* _Do this_:
Copy out word for word every line from the one containing "For the audit, pick out each instance of the stone block" through the last line of the items, including both ends.

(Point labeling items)
------

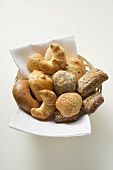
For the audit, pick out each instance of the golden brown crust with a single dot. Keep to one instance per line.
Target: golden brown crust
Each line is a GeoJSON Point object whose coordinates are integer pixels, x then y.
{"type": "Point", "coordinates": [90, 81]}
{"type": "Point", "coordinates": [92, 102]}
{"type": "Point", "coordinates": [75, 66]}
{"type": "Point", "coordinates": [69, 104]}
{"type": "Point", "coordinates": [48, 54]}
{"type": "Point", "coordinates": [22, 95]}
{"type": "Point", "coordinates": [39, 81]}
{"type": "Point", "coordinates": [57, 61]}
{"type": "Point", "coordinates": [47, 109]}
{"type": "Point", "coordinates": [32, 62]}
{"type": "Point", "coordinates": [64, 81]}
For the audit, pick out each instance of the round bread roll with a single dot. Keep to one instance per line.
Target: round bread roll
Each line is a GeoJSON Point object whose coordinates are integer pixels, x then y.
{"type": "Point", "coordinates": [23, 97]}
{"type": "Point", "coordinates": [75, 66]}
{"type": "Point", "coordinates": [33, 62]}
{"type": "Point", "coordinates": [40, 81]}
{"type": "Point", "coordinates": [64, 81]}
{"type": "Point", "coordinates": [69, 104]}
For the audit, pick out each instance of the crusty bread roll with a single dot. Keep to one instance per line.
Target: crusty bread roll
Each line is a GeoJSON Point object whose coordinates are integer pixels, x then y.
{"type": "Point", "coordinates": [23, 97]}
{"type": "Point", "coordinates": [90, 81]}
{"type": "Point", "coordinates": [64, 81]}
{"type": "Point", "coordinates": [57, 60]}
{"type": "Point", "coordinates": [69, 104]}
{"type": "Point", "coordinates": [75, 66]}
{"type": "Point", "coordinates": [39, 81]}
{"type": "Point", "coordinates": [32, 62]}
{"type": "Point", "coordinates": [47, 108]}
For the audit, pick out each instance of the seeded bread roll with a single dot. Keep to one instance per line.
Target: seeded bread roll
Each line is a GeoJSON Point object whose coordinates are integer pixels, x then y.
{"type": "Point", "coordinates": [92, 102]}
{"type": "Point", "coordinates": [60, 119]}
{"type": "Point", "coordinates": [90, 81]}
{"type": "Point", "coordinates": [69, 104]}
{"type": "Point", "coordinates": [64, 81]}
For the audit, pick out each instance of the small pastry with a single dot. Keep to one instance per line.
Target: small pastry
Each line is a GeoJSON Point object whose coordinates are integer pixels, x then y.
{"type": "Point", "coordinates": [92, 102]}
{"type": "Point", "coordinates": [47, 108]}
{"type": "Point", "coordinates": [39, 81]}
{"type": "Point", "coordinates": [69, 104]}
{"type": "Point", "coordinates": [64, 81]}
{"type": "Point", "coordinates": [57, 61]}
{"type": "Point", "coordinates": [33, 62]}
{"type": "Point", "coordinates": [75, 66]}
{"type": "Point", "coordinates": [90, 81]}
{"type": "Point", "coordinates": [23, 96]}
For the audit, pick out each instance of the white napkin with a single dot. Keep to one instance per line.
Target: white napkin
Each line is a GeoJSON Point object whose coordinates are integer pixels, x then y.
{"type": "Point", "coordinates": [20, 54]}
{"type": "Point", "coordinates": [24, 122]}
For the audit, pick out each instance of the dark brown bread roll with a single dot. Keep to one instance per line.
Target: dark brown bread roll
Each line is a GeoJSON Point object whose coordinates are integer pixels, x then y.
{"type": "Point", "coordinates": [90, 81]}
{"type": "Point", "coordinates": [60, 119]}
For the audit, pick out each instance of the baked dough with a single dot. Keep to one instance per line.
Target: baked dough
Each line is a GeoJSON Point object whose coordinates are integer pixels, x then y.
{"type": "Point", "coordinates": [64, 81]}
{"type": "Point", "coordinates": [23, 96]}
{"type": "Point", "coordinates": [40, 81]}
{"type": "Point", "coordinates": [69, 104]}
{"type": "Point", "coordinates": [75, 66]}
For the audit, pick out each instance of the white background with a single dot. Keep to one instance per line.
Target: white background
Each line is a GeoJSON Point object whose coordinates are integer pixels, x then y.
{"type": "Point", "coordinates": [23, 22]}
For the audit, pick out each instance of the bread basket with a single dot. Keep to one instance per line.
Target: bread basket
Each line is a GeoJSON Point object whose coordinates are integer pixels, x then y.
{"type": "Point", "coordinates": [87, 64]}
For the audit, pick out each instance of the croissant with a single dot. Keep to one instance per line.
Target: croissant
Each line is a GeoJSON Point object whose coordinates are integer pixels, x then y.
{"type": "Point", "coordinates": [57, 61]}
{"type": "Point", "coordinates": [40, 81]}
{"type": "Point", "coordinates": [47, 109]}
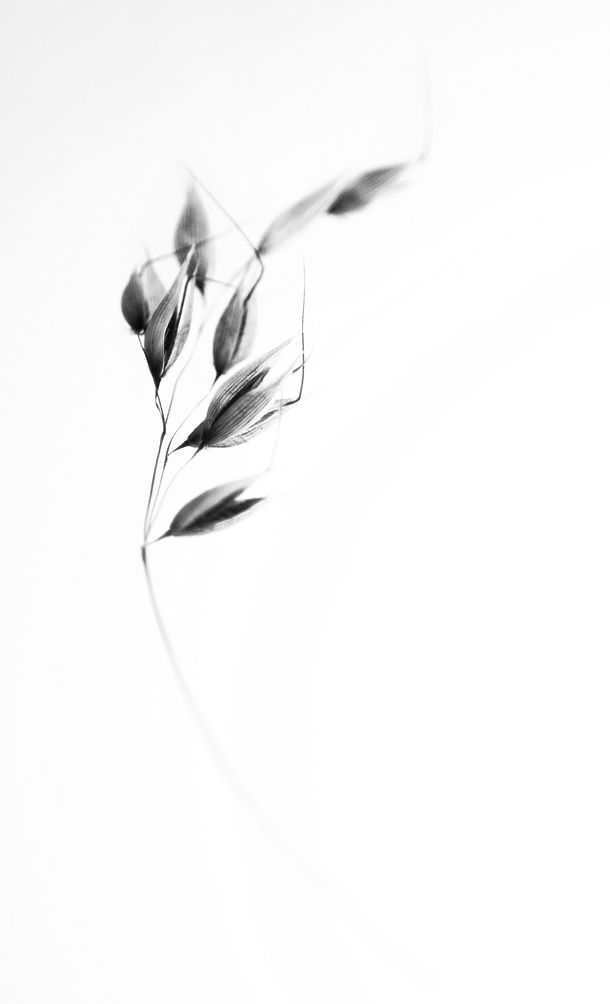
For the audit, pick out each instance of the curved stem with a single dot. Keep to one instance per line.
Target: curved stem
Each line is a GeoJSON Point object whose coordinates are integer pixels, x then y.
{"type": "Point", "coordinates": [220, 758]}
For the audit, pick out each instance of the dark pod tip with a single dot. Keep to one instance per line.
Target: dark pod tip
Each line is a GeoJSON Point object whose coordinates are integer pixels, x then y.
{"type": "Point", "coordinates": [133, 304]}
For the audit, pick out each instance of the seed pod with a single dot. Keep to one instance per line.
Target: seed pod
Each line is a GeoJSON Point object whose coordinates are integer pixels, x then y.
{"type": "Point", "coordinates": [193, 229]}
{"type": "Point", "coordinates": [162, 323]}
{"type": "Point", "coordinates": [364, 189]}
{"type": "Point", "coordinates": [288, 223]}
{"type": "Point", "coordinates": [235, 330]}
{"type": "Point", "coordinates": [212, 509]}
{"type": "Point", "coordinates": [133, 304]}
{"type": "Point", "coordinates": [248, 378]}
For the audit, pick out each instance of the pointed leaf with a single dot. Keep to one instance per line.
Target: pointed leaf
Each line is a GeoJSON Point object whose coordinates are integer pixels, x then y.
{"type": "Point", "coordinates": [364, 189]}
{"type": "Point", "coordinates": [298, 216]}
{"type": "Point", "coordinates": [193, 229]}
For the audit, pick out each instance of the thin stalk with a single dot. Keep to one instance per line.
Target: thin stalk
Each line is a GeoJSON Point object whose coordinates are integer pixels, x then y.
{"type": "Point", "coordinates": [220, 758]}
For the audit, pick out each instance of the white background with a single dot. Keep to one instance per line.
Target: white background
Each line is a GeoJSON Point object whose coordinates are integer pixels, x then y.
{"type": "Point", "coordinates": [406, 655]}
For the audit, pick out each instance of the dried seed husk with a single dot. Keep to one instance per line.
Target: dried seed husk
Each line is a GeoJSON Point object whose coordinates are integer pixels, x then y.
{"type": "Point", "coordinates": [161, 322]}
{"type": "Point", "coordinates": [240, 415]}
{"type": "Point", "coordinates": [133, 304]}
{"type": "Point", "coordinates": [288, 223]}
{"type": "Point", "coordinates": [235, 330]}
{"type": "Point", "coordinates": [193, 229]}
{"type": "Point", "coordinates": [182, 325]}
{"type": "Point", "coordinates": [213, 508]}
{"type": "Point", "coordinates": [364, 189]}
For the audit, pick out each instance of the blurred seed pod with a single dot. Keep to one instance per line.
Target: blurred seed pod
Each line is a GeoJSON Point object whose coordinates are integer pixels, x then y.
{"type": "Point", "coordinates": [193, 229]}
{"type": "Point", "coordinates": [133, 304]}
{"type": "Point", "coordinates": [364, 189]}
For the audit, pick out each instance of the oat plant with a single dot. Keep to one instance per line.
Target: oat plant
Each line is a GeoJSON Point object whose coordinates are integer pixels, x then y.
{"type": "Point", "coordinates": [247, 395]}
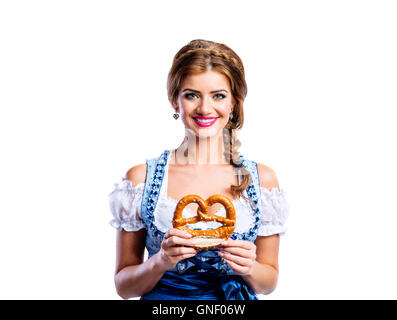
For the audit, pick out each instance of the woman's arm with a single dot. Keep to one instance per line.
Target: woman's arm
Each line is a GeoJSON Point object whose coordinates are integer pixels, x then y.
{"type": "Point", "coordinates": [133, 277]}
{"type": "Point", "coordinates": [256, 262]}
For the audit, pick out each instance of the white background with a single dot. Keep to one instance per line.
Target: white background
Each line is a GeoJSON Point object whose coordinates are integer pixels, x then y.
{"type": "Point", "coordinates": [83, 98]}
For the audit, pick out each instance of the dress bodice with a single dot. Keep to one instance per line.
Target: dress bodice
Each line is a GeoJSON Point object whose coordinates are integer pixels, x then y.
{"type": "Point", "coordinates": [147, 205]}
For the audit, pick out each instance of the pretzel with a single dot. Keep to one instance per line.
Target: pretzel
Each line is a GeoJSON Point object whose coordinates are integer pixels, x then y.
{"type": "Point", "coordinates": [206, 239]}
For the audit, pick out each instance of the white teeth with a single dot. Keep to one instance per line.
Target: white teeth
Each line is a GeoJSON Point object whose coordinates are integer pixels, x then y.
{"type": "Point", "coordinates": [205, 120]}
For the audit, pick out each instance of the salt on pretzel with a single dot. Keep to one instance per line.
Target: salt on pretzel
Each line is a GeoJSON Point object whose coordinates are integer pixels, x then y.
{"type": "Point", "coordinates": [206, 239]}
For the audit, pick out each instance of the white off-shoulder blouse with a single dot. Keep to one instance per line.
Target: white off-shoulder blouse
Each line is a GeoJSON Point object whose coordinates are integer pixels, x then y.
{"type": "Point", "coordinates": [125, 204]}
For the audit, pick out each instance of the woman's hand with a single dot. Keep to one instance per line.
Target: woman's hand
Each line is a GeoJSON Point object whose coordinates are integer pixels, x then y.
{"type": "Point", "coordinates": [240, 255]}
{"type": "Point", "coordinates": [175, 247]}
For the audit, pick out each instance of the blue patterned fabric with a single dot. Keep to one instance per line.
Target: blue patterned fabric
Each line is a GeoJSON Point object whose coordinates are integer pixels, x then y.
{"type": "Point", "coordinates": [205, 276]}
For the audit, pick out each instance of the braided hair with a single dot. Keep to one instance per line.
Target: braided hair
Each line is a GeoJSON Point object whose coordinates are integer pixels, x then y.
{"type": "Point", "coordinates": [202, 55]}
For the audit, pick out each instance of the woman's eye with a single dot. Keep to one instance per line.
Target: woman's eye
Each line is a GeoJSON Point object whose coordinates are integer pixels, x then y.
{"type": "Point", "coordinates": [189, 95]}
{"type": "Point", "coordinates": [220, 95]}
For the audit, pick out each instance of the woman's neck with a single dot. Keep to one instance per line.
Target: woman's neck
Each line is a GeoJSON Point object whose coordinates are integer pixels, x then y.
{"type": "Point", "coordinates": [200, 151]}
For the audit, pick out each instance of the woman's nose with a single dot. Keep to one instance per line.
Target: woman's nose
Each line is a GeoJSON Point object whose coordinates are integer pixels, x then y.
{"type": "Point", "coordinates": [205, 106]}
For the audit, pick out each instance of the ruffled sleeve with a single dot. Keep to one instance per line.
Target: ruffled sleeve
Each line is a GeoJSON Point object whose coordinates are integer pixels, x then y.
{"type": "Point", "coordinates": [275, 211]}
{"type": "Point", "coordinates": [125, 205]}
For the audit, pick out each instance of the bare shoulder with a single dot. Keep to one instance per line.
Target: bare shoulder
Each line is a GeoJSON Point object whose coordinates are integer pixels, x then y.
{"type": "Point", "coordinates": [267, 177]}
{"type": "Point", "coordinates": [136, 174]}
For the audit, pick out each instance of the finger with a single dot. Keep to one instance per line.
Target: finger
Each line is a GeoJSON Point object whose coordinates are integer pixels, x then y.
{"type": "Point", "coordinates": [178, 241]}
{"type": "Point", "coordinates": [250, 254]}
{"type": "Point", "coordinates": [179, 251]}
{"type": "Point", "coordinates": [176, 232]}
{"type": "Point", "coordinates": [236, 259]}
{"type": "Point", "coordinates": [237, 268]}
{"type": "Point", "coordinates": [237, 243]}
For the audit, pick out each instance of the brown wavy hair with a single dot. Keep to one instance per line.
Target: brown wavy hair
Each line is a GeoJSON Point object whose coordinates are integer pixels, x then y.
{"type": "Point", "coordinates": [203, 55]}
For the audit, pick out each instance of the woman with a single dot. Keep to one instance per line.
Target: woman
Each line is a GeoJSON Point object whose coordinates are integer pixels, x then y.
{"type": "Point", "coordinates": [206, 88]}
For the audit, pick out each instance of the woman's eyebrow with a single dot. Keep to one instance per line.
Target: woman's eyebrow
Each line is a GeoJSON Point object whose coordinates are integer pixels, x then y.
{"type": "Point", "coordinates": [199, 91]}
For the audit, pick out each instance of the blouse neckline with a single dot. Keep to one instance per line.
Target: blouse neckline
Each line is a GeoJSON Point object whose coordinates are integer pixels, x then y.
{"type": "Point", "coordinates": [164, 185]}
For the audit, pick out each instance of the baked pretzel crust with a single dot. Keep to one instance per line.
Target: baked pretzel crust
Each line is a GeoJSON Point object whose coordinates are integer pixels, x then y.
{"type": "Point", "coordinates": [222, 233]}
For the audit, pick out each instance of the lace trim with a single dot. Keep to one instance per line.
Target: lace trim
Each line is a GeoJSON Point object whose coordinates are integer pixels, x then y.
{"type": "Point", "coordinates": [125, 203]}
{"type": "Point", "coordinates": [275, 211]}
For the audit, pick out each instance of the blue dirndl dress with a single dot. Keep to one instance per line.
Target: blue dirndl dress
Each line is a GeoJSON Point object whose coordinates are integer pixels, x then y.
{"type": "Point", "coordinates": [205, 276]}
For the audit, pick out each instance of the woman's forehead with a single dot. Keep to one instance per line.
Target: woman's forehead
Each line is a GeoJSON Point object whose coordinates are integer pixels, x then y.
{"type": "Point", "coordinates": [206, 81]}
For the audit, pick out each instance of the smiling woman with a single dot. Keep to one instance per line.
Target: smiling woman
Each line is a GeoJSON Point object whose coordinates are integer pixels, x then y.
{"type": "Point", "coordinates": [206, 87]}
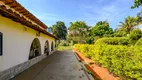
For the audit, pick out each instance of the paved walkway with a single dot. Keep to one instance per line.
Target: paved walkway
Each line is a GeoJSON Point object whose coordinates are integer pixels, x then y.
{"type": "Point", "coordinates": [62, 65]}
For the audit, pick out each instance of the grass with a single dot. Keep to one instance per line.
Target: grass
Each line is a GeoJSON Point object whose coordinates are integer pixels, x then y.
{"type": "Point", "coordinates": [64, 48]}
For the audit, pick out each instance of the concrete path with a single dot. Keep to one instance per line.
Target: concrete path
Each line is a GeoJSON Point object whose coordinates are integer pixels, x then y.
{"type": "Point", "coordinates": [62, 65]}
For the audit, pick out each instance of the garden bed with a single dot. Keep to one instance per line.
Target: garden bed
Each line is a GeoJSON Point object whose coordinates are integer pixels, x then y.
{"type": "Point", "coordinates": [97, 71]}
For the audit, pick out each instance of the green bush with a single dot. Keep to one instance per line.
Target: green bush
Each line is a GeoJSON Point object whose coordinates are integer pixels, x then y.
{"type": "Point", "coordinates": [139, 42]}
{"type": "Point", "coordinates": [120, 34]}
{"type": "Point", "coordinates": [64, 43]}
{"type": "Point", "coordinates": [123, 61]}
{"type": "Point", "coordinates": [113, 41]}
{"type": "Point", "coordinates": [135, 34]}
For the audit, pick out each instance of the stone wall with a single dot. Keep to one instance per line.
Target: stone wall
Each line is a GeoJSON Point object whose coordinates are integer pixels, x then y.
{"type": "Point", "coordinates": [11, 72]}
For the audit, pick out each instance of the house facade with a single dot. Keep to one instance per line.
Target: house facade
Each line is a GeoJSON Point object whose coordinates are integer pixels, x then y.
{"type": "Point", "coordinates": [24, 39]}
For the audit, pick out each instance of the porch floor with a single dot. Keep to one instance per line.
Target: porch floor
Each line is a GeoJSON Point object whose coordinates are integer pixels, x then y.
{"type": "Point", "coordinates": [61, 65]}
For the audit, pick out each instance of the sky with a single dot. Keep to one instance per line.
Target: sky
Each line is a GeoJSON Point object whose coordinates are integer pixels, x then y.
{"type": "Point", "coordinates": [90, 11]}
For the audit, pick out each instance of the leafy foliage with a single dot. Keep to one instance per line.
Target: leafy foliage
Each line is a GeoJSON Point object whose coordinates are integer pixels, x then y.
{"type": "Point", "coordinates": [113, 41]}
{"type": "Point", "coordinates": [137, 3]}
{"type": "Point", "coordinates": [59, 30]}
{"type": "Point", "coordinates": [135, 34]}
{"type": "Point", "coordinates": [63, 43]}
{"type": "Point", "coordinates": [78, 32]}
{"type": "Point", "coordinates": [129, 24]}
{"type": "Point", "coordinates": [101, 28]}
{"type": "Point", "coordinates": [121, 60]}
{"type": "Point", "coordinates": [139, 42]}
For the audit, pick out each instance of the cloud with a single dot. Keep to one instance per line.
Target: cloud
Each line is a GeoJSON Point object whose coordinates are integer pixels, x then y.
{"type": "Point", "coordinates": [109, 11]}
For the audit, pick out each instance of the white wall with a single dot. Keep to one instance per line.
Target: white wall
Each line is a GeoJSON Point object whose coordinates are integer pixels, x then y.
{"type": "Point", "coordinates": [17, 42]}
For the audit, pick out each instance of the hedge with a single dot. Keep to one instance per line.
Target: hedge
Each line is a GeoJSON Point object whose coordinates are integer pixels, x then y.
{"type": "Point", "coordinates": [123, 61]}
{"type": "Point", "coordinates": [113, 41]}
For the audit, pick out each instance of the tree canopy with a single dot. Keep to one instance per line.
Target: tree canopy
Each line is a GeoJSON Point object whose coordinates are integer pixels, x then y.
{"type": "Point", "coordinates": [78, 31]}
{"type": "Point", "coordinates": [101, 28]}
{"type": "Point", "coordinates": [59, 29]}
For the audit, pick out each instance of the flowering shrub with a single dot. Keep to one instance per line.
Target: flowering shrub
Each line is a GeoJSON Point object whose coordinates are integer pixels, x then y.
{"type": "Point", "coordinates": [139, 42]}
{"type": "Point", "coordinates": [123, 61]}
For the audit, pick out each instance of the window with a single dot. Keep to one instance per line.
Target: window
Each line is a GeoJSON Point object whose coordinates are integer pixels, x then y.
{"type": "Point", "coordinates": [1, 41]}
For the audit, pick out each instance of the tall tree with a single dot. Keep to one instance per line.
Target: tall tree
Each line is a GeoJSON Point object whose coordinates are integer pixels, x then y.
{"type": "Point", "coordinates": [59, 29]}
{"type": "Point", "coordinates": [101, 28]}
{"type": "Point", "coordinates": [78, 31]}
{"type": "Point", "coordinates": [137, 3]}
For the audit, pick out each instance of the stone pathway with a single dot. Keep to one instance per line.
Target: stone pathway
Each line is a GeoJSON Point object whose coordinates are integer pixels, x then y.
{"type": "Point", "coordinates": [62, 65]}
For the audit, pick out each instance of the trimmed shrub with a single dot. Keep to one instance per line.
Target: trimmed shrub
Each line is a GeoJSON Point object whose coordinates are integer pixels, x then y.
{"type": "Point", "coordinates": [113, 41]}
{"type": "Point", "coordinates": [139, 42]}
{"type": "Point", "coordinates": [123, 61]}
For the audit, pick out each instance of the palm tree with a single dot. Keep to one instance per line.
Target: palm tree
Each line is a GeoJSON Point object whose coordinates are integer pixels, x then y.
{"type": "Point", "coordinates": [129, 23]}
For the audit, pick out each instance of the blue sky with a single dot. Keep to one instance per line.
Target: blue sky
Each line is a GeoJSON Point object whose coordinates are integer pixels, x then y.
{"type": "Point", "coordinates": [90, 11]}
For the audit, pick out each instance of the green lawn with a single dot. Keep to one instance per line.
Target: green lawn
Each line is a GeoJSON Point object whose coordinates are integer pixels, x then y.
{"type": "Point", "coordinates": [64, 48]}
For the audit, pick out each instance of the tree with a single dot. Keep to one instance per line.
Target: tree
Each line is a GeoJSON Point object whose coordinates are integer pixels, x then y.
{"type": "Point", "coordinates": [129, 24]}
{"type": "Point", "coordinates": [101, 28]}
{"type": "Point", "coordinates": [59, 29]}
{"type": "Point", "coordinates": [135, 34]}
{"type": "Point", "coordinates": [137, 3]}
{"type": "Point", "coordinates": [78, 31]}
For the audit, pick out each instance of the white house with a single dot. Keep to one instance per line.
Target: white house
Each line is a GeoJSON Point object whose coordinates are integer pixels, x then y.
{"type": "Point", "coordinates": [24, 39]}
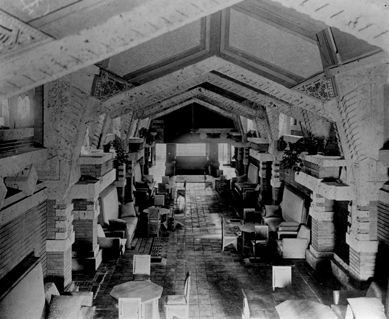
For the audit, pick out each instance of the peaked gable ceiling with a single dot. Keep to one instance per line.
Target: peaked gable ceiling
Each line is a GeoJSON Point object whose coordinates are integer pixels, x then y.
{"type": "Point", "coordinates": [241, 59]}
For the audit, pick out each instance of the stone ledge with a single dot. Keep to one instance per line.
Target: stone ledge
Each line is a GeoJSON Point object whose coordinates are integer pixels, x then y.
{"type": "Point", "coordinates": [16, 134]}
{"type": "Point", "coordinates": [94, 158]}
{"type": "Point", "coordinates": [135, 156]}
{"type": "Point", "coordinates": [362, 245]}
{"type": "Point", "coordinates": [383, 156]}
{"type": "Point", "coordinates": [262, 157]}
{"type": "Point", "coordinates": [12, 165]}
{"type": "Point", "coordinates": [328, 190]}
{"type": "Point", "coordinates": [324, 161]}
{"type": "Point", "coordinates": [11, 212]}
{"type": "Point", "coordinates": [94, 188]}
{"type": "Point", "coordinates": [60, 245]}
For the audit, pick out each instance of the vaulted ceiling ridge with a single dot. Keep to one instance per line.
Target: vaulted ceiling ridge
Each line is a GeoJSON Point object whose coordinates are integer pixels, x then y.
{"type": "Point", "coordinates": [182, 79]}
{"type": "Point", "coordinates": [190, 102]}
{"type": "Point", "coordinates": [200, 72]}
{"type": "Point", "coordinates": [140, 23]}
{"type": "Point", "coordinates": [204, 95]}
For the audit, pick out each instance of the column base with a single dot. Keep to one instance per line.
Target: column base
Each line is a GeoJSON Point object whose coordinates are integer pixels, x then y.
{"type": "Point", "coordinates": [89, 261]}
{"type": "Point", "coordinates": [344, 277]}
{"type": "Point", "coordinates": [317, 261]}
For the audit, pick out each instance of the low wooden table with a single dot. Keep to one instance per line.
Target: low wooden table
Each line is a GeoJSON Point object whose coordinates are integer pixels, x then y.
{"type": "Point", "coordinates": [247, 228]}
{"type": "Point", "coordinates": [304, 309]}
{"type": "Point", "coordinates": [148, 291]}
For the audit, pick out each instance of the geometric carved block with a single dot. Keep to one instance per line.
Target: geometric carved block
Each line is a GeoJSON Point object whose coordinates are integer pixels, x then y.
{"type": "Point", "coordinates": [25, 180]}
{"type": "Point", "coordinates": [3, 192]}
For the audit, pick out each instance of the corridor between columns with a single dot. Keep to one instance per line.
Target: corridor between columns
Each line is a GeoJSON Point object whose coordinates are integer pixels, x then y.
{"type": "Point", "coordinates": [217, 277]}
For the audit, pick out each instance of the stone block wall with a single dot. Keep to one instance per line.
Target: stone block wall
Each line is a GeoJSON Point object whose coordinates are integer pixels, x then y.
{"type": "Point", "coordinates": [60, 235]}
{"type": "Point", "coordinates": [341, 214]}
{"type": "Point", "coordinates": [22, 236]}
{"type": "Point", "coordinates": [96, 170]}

------

* _Worked solution_:
For the audit, pick out each instance of the stone block wall with a single dot. Keep to one instance per line.
Target: stone block wall
Each line is a GeoJSON Point object whose coordinates are integer pixels, x then y.
{"type": "Point", "coordinates": [60, 235]}
{"type": "Point", "coordinates": [341, 214]}
{"type": "Point", "coordinates": [22, 236]}
{"type": "Point", "coordinates": [96, 170]}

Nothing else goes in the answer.